↓↓↓
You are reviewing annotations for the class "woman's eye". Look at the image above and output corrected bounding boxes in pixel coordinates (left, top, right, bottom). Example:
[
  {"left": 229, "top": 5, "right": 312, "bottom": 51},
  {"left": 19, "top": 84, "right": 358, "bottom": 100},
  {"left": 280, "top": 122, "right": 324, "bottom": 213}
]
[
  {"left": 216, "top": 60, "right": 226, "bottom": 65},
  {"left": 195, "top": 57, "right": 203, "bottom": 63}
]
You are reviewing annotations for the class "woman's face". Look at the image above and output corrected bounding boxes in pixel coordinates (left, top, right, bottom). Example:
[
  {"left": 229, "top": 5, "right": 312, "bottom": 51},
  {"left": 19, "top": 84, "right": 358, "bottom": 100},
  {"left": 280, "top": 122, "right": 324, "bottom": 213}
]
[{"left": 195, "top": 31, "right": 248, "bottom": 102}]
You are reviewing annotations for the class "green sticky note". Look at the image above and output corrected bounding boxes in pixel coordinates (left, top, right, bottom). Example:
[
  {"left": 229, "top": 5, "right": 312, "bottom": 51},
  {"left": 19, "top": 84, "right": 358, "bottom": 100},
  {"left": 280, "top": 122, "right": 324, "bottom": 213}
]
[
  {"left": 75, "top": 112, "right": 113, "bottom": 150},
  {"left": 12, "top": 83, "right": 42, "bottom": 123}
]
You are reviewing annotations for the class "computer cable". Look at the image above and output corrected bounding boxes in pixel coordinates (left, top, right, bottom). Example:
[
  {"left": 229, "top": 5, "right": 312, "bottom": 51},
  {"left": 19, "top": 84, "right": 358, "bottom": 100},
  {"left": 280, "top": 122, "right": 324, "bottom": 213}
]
↑↑↑
What you are asked to do
Report every line above that contains the word "woman", copying each one in full.

Full output
You are reviewing annotations for the class "woman's eye". Look at the image above and output corrected bounding boxes in pixel coordinates (left, top, right, bottom). Example:
You are reviewing annotations for the class "woman's face". Look at the image above and output corrected bounding boxes in pixel coordinates (left, top, right, bottom). Example:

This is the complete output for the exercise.